(THE PROBLEM): Extend the passage on repeating failed business ideas, beginning right after the review board's question "So what is different now?"

(EXCERPTED PASSAGE):
Let me replay what I envision the conversation between the last owner and the loan officer sounded like.

Peppers.png

officer: So you want to put in a Mexican restaurant.

owner: Yes

officer: What was the previous restaurant in that location?

owner: A Mexican restaurant.

officer: And before that?

owner: A Mexican restaurant.

officer: And before that?

….

officer: Ok – here’s a boat load of money. Good luck.

While you may be chuckling at the stupidity of that conversation realize that same conversation happens with great regularity every day throughout the modern business world.

Product Manager: …and that’s why we need to develop product X as soon as possible or we will lose millions of dollars.

Review Board: Didn’t we try that exact same thing two years ago and it only sold one copy?

PM: Yes.

RB: Was the product a bad product?

PM: No, actually it was quite good

RB: Is the market different now?

PM: Not really.

RB: So what is different now?

Dataset entries:
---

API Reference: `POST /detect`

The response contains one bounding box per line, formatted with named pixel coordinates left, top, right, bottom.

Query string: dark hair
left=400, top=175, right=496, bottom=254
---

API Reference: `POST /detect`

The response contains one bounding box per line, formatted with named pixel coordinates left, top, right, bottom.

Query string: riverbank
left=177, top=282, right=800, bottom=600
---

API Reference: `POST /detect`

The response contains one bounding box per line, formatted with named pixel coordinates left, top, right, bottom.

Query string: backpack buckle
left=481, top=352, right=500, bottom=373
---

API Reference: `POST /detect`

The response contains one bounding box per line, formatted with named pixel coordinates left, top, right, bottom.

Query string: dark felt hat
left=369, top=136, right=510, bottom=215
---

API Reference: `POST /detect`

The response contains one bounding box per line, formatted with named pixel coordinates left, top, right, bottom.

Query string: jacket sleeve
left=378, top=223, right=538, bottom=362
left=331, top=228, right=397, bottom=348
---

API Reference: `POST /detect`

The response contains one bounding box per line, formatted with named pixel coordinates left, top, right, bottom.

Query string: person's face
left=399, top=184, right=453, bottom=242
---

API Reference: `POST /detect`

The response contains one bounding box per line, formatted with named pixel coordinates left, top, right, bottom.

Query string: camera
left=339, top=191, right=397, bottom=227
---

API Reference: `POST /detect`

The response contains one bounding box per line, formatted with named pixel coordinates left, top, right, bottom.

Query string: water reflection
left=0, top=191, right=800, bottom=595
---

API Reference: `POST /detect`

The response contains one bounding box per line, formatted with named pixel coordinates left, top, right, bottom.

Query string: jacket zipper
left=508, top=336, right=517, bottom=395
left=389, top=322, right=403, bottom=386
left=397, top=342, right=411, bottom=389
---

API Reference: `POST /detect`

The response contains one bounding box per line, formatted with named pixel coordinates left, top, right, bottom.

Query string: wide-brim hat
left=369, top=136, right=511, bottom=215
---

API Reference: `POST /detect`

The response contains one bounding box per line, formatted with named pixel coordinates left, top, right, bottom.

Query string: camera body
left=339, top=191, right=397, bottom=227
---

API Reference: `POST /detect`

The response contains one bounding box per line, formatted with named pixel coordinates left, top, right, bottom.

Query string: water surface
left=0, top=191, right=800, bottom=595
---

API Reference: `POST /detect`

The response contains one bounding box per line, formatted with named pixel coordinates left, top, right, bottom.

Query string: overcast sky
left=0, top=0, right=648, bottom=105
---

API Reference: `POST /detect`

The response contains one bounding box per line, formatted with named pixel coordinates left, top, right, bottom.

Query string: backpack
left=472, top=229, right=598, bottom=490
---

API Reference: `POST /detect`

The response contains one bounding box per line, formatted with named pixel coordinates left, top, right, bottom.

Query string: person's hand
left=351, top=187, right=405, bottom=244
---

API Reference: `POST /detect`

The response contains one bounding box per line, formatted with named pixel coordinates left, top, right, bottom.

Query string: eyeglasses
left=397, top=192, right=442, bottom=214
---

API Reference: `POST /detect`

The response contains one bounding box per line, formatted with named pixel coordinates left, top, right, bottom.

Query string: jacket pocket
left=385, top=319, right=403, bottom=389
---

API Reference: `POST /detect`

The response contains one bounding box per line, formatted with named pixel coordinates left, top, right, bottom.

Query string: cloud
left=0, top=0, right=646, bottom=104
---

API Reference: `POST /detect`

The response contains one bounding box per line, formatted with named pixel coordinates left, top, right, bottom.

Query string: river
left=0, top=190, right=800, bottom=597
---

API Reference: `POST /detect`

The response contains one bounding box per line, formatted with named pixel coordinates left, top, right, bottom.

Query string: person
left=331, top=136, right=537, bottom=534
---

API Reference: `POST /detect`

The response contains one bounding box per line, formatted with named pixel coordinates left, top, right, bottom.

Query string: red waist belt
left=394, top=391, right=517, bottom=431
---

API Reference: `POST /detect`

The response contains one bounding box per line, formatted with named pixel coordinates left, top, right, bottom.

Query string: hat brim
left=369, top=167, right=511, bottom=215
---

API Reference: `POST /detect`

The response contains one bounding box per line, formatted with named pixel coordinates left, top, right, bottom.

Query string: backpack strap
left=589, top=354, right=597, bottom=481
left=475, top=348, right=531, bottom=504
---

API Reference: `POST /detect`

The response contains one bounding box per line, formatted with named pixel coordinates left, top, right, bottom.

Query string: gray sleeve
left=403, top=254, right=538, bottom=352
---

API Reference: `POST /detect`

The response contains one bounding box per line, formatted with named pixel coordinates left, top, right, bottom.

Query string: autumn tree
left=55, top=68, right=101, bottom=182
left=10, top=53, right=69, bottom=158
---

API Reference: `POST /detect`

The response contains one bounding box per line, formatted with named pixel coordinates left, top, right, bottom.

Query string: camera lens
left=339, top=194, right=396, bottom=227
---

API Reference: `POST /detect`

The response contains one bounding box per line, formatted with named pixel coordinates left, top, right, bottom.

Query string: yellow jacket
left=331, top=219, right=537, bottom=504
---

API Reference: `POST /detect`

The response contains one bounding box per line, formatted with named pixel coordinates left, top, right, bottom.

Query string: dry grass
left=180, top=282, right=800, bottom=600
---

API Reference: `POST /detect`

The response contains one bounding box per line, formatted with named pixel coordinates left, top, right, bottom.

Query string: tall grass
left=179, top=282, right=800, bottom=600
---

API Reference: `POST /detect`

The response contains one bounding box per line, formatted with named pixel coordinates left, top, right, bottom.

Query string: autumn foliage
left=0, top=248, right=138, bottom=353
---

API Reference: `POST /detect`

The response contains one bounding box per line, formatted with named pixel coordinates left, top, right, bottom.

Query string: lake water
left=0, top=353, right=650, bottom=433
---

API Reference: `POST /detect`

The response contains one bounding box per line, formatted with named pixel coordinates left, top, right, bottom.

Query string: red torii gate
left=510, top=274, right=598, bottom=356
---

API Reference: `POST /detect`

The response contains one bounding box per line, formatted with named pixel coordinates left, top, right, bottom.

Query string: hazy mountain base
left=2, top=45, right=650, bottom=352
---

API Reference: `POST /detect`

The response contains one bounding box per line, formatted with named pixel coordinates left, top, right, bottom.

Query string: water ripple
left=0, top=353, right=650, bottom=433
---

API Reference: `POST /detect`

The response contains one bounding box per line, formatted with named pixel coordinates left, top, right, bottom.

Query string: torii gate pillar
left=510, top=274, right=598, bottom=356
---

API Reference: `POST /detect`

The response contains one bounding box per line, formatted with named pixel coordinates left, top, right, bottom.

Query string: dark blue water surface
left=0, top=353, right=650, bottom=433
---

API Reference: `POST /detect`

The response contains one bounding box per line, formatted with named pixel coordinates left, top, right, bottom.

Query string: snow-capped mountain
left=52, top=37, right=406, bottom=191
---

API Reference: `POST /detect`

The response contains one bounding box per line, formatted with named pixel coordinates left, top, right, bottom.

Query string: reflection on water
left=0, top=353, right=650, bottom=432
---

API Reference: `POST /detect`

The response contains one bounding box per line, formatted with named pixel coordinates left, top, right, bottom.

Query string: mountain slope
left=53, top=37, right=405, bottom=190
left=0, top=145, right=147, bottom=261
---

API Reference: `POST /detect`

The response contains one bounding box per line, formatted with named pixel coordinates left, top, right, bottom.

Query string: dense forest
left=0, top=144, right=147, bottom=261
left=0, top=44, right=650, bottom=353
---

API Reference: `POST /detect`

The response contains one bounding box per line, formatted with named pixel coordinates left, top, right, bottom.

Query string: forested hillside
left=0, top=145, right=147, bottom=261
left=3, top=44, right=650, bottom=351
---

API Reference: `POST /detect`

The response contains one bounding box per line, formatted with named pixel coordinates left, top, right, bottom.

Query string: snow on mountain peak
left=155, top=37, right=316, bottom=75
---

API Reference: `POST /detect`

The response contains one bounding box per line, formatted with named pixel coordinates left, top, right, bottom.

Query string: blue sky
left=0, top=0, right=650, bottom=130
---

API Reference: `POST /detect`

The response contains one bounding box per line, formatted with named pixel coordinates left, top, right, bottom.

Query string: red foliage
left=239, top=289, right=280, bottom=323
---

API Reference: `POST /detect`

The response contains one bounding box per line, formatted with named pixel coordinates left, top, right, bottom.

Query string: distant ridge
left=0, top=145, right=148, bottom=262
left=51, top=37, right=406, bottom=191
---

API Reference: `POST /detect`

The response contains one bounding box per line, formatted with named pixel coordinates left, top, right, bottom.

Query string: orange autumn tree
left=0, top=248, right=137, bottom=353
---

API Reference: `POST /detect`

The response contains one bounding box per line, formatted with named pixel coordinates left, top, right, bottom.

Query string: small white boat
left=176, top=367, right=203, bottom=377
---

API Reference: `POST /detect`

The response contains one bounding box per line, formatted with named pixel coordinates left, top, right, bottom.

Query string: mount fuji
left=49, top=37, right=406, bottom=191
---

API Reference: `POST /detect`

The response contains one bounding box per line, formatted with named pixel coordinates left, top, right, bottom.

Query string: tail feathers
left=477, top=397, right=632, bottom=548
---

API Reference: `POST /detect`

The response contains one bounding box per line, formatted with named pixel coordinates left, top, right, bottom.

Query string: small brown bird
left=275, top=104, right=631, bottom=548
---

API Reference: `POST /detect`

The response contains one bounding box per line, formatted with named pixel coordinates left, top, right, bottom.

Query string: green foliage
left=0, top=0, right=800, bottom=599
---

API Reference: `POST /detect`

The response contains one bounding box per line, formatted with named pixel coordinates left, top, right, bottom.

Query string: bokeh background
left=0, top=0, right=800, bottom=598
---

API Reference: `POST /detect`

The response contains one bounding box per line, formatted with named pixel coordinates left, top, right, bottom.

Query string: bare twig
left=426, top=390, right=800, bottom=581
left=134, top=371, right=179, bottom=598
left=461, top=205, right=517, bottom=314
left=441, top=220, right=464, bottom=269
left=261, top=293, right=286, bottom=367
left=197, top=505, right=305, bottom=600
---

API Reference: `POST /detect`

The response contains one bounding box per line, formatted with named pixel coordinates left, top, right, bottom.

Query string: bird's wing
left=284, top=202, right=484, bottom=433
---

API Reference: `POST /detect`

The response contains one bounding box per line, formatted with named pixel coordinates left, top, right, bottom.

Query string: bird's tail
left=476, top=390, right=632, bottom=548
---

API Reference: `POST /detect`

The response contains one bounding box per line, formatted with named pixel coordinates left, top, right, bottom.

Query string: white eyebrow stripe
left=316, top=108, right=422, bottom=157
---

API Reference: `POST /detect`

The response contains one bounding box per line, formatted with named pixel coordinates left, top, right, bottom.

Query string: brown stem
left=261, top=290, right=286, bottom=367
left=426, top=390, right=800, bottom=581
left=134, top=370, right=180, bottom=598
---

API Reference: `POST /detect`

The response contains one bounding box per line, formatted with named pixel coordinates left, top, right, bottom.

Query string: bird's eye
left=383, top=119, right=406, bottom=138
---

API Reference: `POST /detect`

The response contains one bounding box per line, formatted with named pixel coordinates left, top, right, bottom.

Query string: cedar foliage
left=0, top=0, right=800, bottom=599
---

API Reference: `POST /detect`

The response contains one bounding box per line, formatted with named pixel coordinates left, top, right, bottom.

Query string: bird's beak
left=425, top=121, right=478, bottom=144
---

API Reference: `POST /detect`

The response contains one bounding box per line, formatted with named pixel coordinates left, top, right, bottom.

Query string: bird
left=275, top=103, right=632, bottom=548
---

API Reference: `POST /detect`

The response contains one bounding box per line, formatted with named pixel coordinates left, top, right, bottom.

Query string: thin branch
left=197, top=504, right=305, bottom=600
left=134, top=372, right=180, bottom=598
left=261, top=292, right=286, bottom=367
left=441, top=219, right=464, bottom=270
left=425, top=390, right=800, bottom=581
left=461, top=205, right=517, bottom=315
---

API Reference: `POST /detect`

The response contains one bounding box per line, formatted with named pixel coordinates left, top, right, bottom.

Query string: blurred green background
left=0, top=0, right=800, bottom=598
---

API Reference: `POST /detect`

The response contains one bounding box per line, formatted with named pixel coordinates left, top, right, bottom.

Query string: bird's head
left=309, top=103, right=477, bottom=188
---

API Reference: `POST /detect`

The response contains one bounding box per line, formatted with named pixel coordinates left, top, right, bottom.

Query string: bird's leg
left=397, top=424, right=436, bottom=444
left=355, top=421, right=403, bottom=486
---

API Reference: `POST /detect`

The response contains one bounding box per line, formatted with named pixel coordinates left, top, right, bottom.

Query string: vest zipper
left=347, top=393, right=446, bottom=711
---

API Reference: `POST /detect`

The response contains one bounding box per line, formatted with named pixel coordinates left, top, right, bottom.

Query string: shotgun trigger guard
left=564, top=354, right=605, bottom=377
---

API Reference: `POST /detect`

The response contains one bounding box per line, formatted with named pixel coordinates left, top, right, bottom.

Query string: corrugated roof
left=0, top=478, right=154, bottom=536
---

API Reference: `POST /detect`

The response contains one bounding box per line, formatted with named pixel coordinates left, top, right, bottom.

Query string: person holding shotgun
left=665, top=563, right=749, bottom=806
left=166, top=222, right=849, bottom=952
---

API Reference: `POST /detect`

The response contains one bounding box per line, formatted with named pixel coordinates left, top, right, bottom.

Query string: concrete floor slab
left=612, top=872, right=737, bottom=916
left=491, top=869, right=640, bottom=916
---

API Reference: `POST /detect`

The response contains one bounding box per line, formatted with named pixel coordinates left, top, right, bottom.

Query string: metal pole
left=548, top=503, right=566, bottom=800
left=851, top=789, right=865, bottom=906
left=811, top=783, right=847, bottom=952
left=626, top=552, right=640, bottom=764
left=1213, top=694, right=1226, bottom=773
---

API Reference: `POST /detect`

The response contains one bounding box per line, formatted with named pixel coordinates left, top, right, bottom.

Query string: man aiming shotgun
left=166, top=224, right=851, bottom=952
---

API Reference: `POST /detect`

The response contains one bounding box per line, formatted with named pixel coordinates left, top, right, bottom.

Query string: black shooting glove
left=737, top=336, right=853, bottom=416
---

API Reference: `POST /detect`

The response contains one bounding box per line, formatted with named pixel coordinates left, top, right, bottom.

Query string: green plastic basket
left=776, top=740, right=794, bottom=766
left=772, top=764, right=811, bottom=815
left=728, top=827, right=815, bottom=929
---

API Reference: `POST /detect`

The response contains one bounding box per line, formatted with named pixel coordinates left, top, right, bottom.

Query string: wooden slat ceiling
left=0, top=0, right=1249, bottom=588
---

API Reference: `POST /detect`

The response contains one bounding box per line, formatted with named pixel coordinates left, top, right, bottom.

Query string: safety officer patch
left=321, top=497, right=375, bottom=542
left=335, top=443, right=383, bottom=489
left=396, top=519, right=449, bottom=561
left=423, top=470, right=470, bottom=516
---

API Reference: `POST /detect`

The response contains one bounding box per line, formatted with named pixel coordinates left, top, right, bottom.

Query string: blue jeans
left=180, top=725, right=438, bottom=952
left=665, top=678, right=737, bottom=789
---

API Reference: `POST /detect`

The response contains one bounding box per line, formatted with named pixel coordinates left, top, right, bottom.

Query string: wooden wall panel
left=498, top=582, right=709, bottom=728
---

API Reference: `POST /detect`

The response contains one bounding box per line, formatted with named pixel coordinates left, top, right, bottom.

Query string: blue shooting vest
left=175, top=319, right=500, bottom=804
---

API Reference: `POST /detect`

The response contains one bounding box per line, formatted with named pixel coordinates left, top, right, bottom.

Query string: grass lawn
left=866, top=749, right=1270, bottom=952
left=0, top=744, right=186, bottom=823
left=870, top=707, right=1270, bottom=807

(OUTPUT FOR THIS TASK):
RM: We have a whole new team and we’re a lot smarter now

I kid you not, that was an actual conversation that happened with me at a company that was considered extremely successful in its field. You would be surprised how many times people count on the stupidity of those before them as a reason why their idea is so wonderful now. I’ve met very few software engineers that once inheriting a new project looked at the code and said “Wow – this guy was brilliant!” Nearly every developer wants to rewrite the bad code from the past. It’s human nature and not just limited to the software field.

If you are aware of this brilliant dose of logic I am sure you see it happen all of the time. If you weren’t aware of it I guarantee that you will soon see how prevalent it really is, in many different forms. (see the previous column called The Red Honda Theory)

Eleasnor Roosevelt.pngIn order to avoid this fallacious reasoning you need to be armed with two things. First, you must know your history – know the failures of the past and study them hard. If you have been at a company a long time, this should be easy. If not make great use of the sage wisdom of those that have been there much longer than you. You need those that have “Been there. Done that. Have the T-Shirt.” These people will keep your tail end out of the fire more than you can imagine.

Second, practice saying this over and again until it is a regular part of your vocabulary.

What is different now than the last time we tried this?

It is an incredibly simple, powerful question. You will be surprised how many times you can use this short phrase.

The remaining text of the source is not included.